Exercise directions —
Switch "Locate" to "Find" in the items running from the line that contains "Locate the green foliage" through the line that contains "(1006, 467)", inclusive. Write out only those lines, with everything else unchanged.

A block of data —
◇ ◇ ◇ ◇ ◇ ◇ ◇

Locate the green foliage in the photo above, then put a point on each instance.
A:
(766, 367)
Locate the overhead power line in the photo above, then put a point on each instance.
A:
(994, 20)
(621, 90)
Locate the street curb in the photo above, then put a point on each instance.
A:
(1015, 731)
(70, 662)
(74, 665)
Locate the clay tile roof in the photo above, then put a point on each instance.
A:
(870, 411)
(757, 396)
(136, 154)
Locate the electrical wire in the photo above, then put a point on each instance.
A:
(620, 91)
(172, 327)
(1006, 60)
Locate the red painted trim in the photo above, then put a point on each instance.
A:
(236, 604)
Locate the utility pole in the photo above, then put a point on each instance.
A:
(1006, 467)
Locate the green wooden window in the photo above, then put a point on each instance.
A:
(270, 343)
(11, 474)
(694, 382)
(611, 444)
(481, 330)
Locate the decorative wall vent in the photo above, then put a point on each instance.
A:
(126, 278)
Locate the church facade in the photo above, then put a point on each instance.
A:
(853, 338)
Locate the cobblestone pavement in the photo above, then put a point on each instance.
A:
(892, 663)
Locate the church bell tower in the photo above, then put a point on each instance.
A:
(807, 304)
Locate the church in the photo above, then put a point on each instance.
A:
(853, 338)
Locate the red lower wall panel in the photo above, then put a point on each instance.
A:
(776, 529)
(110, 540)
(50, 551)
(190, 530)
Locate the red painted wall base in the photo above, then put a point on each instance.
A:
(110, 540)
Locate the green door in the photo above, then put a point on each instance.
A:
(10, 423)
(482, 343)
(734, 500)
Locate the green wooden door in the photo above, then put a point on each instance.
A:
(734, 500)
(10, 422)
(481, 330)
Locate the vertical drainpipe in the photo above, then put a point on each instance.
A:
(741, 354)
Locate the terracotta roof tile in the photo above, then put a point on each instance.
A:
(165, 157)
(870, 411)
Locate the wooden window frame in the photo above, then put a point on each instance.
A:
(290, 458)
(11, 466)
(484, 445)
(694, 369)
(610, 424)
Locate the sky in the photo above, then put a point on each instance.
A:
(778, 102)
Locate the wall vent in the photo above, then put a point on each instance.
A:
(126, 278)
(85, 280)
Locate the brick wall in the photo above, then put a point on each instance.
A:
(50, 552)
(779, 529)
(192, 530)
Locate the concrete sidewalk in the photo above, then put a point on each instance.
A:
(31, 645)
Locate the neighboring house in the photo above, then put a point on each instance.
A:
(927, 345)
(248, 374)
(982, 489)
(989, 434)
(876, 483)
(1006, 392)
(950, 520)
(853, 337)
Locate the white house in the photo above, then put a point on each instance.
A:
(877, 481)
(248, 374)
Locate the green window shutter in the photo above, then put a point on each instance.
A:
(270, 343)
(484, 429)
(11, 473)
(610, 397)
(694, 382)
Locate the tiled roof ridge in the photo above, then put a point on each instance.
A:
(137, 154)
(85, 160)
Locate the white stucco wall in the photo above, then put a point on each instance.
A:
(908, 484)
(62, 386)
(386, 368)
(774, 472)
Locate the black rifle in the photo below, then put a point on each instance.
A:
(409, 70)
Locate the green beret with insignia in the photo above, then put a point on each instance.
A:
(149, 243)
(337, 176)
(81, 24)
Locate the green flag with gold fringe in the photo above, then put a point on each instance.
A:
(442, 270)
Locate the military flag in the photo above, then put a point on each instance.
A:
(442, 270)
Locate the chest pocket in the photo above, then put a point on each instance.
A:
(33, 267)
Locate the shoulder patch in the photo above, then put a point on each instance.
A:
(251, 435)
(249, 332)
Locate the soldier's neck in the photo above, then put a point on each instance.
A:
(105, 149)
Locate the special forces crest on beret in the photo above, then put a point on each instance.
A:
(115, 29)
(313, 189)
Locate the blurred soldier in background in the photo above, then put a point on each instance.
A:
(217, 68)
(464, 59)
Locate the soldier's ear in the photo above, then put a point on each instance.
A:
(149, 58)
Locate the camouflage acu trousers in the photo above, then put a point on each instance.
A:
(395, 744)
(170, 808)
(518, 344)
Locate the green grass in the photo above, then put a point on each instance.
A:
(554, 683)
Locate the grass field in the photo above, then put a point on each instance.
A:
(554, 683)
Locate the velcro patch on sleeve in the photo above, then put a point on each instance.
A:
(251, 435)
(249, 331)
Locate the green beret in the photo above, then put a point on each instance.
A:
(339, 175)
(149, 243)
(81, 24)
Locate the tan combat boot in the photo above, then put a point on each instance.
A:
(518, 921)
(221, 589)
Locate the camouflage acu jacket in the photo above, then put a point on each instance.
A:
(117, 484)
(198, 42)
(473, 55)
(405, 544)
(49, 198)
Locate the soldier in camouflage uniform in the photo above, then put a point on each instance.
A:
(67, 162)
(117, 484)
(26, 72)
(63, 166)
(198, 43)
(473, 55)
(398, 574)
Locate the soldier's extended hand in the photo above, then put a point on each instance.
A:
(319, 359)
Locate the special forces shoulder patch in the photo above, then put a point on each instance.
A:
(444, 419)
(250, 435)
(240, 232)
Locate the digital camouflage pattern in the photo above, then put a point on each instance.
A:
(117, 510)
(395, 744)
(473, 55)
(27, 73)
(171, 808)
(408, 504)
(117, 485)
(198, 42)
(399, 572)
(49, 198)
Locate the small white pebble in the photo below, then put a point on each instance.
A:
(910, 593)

◇ ◇ ◇ ◇ ◇ ◇ ◇

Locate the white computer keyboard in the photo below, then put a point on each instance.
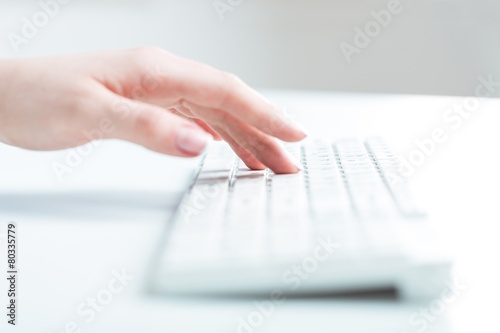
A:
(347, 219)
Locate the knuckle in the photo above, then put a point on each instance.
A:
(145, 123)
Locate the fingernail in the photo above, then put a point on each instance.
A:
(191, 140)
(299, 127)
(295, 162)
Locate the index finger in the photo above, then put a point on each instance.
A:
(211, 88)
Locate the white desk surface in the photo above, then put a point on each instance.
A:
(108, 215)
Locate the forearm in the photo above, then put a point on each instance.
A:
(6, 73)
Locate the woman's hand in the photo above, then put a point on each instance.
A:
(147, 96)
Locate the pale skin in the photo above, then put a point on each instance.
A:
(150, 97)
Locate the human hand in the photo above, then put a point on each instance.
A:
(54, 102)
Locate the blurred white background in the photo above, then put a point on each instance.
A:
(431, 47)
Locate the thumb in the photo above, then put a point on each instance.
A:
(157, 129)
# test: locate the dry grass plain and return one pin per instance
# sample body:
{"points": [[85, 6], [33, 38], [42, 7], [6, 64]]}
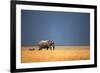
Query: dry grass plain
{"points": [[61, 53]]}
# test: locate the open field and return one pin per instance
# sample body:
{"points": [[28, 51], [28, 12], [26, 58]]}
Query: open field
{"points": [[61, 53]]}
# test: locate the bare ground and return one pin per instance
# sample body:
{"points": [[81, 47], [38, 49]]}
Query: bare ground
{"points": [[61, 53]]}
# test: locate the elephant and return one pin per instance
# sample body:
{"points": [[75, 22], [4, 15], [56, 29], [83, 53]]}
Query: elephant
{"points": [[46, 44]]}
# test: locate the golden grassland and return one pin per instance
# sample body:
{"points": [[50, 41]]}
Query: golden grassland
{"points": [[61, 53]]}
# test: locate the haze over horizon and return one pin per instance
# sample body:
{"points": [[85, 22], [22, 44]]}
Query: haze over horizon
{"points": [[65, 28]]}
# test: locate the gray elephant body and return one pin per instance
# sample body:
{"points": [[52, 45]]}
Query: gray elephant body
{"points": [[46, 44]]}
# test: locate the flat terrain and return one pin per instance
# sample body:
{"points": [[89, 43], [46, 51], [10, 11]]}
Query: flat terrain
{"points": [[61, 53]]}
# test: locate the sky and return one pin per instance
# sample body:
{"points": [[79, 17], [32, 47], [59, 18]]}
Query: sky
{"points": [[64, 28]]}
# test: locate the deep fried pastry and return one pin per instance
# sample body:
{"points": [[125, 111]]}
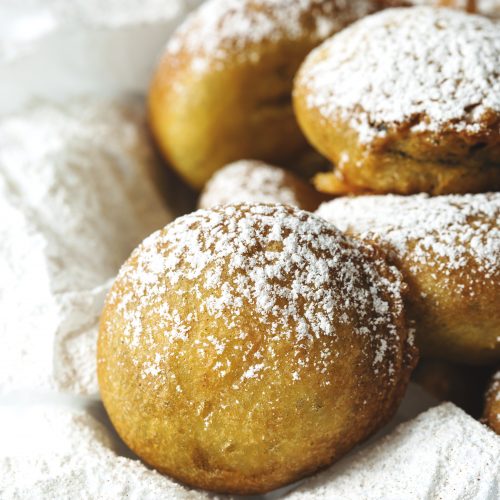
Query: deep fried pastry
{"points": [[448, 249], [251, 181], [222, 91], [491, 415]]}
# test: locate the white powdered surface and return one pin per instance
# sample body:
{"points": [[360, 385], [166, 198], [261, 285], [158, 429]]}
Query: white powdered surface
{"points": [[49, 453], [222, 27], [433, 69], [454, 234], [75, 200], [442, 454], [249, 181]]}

◇ ◇ ◇ ◇ ◇ ◇ ◇

Right answer —
Find the green foliage in the photo above, then put a point on each instance.
A:
(766, 367)
Find the overhead power line in the photo above, then put a point on each instance.
A:
(994, 20)
(621, 90)
Find the street curb in the photo above, then put a point on each instance.
A:
(1015, 731)
(70, 662)
(74, 665)
Find the clay tile roof in the photo above, then put a point on each instance.
A:
(870, 411)
(757, 396)
(136, 154)
Find the electrical wire in the photo above, then put a point on each instance.
A:
(620, 91)
(172, 327)
(1006, 60)
Find the red painted trim in the photo above, then put a point on each instance.
A:
(236, 604)
Find the utility pole in the photo above, then put a point on each instance.
A:
(1006, 467)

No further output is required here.